- **Work instruction**: Pull out each line of the records holding the string "side".

- **Data for the task**:
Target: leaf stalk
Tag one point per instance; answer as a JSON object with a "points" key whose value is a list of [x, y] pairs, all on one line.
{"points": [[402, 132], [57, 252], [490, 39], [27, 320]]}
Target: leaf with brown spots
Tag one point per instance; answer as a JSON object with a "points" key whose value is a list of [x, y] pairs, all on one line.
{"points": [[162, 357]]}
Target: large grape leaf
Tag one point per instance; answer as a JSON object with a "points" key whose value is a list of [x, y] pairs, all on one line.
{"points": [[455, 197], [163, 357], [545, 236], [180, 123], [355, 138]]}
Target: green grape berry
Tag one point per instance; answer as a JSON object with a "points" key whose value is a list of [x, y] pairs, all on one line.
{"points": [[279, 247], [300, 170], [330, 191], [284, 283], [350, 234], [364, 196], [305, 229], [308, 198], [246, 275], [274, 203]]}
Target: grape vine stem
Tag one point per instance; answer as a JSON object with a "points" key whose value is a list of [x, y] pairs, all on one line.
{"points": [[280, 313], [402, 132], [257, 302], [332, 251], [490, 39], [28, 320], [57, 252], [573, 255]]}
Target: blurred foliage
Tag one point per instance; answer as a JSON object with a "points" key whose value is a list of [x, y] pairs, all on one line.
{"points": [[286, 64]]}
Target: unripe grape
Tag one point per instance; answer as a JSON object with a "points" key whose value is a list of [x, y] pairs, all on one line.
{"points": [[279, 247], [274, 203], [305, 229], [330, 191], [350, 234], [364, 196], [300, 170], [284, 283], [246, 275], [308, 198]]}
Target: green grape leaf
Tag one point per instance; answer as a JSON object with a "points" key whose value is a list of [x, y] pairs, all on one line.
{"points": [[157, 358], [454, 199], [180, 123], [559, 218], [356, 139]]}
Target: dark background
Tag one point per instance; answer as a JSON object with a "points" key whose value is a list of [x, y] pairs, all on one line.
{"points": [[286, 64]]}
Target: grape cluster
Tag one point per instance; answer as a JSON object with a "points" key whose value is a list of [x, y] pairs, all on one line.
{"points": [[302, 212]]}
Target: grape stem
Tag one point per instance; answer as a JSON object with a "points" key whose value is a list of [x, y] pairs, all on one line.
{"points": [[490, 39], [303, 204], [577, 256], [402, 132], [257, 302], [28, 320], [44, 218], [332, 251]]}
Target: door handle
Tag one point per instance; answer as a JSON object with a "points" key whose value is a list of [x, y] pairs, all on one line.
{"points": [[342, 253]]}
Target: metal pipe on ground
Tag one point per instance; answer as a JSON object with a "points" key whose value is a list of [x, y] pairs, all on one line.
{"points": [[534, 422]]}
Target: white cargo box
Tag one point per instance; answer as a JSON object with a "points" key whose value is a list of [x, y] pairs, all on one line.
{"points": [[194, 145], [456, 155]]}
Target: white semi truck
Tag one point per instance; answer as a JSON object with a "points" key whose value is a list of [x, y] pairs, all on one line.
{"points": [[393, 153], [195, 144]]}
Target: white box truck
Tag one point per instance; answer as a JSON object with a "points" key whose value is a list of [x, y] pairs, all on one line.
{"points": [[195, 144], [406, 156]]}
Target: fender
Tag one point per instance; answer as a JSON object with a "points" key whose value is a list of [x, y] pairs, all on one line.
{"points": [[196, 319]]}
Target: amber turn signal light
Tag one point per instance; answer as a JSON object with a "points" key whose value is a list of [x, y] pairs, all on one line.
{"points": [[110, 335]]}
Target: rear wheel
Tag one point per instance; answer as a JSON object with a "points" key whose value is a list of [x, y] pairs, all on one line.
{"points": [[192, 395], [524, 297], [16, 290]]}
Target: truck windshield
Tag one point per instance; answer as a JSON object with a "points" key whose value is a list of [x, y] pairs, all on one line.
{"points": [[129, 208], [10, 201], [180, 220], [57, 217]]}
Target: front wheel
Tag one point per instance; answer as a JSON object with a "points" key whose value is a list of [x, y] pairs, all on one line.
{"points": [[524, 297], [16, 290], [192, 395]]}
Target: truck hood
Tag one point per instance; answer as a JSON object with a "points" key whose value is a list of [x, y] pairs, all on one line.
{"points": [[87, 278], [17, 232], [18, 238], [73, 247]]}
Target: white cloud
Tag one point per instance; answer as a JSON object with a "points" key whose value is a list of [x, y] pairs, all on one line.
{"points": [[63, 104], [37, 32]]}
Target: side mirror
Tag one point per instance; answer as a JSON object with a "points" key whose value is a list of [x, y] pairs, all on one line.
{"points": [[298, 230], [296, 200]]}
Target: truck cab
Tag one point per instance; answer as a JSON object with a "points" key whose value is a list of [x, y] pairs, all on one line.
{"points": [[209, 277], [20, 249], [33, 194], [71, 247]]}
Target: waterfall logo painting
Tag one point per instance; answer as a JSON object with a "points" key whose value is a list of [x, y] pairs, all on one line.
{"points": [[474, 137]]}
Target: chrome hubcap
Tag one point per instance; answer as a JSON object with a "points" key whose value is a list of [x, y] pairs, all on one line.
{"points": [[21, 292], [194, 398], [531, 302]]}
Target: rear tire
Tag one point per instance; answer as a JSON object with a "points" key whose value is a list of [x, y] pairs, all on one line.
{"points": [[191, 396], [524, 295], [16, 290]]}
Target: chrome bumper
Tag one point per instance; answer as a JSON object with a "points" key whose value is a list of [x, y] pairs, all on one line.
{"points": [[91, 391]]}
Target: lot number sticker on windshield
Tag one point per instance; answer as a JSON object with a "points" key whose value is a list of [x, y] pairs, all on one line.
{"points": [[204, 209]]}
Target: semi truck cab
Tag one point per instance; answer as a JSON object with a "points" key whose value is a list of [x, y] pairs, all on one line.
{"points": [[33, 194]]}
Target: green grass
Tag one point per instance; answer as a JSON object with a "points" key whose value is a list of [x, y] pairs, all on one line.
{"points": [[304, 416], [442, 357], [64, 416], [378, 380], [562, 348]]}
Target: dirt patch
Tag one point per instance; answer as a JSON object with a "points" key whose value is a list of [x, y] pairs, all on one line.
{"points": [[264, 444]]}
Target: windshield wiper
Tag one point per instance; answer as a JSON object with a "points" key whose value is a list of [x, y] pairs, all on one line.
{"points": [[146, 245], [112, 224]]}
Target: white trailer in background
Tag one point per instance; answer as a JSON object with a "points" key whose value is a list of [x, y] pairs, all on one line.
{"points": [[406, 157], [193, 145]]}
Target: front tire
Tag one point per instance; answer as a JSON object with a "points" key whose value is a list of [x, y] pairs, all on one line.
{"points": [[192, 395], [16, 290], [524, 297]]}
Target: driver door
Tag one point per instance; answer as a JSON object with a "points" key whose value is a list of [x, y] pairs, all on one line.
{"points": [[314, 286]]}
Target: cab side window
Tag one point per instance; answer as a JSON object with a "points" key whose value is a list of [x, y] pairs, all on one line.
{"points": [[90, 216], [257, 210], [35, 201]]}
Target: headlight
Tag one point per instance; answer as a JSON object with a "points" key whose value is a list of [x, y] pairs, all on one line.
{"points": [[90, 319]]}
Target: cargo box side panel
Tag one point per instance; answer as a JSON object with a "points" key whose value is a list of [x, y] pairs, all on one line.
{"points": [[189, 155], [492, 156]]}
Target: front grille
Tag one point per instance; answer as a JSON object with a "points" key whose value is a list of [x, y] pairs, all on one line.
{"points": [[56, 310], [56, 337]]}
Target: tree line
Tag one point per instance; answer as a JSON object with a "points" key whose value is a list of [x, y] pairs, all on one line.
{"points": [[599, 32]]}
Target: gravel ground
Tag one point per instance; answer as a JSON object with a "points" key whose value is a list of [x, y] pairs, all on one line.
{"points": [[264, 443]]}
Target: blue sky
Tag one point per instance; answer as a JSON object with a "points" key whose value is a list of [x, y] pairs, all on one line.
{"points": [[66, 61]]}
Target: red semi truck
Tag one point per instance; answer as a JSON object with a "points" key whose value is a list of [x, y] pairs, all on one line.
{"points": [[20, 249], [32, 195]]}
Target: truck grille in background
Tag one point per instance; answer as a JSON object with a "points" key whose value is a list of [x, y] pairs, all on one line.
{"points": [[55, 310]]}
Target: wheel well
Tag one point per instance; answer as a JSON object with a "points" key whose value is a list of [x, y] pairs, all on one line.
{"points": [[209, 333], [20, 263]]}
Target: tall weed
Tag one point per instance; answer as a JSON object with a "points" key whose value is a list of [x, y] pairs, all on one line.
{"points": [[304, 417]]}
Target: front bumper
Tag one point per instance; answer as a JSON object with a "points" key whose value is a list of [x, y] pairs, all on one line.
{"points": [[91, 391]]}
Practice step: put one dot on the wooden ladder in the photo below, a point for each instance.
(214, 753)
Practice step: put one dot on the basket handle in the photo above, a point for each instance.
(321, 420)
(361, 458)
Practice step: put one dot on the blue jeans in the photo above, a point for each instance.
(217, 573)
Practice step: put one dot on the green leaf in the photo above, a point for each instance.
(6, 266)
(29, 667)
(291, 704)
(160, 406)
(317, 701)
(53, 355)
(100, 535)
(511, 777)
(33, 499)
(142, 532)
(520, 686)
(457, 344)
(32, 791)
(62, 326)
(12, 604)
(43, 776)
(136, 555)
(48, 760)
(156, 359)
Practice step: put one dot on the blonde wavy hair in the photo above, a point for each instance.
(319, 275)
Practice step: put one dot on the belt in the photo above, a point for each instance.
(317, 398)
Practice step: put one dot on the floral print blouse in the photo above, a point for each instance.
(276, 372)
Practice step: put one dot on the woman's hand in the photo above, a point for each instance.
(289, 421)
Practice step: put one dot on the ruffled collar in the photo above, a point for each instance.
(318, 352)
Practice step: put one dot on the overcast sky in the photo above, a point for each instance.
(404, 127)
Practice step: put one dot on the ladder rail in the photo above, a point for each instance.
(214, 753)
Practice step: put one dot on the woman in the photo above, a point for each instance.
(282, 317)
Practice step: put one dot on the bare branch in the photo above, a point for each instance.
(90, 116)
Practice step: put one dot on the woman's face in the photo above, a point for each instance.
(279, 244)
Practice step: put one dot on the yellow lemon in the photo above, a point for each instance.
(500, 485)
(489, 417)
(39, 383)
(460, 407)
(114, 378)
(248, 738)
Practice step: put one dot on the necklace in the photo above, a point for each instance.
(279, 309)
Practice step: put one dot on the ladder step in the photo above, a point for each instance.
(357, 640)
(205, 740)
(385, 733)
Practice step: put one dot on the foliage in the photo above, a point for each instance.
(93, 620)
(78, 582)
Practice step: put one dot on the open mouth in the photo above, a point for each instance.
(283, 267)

- **Answer to this problem**:
Target: side mirror
Target: cab side window
Target: cargo box side panel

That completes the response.